(Directions): Edit the entries starting at the line containing "of the doctor." and ending at the line containing "x=129, y=169" by replacing "monitor screen" with "computer display", leaving everything else unchanged. Omit the pictures from your answer.

[Location labeling entries]
"""

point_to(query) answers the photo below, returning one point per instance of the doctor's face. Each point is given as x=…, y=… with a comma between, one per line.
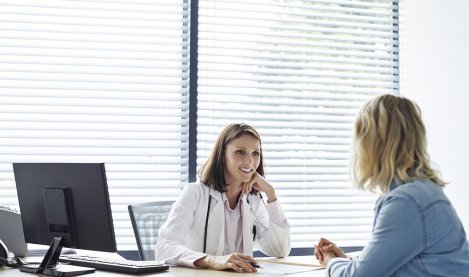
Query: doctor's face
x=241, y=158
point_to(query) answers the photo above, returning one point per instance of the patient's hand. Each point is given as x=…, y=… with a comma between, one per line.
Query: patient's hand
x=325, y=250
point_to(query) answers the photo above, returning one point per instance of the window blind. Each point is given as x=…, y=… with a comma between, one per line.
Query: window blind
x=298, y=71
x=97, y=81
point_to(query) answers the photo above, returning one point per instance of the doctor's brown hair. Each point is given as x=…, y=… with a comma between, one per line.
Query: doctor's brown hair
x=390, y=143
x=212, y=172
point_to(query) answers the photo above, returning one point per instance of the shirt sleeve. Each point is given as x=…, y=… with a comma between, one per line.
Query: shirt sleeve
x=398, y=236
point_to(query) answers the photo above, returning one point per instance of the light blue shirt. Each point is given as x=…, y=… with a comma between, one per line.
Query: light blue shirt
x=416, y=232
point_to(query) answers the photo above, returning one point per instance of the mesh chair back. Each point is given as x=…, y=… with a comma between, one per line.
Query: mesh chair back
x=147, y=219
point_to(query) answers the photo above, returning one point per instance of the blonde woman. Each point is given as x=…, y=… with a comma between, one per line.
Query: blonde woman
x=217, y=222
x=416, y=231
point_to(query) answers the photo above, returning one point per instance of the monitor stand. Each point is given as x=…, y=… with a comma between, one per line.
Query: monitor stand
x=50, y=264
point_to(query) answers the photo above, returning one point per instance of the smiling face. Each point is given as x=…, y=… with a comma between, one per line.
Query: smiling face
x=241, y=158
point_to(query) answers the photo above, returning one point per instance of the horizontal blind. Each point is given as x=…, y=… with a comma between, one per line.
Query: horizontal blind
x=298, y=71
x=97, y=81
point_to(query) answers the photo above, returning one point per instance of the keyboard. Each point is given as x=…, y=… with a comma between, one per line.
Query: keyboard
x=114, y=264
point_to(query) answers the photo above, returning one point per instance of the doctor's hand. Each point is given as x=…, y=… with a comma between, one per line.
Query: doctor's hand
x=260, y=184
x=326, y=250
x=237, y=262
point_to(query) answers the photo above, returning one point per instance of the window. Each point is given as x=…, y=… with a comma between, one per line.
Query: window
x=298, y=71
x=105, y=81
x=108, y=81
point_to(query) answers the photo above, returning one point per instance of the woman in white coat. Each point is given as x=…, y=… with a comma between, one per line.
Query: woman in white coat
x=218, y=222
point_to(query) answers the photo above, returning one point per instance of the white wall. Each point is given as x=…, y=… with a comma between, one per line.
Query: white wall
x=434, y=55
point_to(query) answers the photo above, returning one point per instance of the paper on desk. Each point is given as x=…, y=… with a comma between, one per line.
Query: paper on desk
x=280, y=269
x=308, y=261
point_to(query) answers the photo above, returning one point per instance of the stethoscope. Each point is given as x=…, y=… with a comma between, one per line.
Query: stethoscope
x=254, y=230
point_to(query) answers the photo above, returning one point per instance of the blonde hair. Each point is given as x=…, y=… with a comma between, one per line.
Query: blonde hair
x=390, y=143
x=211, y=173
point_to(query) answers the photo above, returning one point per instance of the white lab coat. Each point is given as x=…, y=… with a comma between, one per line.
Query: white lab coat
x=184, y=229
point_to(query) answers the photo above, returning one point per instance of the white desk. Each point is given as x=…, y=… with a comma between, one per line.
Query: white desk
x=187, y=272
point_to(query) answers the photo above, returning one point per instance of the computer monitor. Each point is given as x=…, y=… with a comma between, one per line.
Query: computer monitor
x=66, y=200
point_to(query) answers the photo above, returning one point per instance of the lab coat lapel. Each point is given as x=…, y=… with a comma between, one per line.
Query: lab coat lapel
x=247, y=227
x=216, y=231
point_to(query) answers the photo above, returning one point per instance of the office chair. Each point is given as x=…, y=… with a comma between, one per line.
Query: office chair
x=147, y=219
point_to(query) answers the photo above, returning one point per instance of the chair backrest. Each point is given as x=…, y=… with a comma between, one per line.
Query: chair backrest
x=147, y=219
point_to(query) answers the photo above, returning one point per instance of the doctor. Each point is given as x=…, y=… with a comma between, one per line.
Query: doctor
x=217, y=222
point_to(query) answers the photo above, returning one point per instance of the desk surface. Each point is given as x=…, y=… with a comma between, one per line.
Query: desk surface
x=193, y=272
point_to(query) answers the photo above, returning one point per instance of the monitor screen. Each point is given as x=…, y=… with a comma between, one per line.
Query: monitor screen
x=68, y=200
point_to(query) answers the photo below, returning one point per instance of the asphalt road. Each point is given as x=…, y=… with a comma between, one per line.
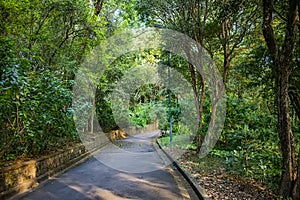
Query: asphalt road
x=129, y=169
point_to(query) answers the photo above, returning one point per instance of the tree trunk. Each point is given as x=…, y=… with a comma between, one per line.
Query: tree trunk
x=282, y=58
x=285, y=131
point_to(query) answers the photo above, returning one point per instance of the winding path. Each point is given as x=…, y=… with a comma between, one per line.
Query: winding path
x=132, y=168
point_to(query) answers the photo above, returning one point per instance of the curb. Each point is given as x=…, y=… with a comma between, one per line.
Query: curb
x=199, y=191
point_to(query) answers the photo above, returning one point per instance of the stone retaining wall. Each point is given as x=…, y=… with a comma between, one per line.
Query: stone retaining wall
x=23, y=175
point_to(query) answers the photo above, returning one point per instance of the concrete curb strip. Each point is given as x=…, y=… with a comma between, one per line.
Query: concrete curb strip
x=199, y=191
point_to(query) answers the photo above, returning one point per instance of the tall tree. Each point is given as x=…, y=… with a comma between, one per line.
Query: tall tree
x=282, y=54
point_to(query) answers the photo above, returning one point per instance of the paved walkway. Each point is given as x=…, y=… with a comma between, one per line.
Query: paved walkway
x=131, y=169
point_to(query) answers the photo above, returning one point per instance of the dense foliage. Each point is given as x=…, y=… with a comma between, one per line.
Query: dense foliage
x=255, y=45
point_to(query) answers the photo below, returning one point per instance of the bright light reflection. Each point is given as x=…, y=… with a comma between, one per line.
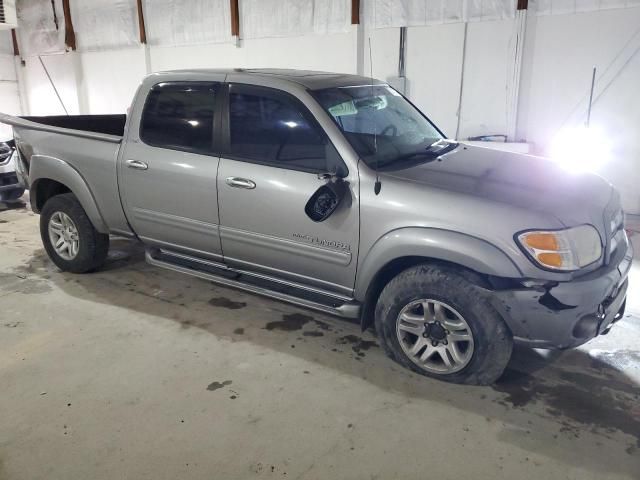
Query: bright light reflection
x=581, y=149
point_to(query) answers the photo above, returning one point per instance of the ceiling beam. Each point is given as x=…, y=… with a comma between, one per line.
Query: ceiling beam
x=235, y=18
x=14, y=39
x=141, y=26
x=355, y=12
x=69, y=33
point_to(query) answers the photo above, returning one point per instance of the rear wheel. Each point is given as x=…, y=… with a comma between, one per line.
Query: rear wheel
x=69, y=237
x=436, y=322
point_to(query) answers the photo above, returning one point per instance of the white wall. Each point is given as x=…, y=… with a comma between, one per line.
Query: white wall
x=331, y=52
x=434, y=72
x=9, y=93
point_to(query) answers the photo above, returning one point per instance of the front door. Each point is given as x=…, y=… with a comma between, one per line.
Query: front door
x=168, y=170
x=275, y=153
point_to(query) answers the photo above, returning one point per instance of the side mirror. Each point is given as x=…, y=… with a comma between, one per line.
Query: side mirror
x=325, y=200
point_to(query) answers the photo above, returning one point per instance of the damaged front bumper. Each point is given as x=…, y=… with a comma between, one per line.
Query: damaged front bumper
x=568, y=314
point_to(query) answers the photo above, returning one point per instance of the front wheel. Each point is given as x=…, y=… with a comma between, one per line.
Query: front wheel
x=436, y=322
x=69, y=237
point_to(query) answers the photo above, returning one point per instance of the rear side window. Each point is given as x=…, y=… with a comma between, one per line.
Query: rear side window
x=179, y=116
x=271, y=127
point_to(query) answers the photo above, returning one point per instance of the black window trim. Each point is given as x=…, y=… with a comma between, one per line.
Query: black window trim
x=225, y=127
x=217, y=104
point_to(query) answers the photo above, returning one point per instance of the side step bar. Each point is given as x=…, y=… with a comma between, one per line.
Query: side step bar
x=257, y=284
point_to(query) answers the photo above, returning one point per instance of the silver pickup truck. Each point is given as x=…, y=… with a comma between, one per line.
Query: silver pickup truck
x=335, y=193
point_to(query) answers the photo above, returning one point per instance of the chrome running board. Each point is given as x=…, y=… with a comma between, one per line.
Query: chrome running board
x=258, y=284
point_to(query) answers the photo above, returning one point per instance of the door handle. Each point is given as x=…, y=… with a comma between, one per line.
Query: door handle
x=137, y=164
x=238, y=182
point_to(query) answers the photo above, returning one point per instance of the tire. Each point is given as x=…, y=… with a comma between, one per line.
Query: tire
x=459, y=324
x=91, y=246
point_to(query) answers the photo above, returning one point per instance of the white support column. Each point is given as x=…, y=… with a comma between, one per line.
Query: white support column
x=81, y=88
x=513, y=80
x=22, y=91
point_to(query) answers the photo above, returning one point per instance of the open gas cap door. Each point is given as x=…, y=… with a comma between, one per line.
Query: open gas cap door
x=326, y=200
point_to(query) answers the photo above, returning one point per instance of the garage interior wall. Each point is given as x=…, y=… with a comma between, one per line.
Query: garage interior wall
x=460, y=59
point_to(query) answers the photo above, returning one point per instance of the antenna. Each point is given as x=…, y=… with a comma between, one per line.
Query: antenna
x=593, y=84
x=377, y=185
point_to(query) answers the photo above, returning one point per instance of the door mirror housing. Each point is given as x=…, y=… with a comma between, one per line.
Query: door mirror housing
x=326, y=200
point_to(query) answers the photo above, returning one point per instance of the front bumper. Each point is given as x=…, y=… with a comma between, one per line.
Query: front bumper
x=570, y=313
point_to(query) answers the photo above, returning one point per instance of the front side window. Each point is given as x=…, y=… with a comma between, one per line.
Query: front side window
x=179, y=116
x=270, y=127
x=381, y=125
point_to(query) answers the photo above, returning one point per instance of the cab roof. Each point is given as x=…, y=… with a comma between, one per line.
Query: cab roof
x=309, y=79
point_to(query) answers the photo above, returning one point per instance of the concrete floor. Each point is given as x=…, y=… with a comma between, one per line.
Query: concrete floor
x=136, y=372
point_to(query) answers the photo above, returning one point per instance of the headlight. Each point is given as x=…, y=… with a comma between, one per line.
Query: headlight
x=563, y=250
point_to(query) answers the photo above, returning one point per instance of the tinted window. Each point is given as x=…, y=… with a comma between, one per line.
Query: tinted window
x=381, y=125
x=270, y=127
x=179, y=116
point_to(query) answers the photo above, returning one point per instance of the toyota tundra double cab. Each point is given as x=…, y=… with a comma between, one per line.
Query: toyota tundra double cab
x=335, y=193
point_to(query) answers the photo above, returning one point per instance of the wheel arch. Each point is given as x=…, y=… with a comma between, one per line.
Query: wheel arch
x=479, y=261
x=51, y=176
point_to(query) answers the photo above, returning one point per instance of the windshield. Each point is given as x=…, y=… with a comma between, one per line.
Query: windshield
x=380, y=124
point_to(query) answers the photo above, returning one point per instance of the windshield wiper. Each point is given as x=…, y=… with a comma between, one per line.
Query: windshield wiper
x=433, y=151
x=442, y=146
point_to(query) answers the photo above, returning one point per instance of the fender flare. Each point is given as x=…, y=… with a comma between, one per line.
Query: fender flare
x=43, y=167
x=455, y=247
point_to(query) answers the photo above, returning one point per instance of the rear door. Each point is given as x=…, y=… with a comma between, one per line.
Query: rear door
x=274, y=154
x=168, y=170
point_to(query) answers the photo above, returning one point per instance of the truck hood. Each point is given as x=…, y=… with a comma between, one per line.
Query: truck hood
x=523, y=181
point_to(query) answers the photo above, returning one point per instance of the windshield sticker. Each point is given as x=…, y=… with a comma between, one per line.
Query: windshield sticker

"""

(Result below):
point_to(query) answers the photo above, returning one point per instance of the doctor. Each point is given as x=…, y=… with a comma between, one per line.
Query: doctor
x=217, y=222
point_to(query) answers the photo above, returning one point per instance of the desk surface. Each point is given as x=…, y=… with a comma between, one per line.
Query: desk surface
x=193, y=272
point_to(query) answers the photo above, returning one point per instance of the computer display. Each point is given as x=…, y=… with a comma between, one per line.
Query: computer display
x=68, y=200
point_to(query) answers the photo below, returning one point per instance of the asphalt road. Each point is given as x=…, y=… with a comma between, one per line.
Query: asphalt road
x=129, y=169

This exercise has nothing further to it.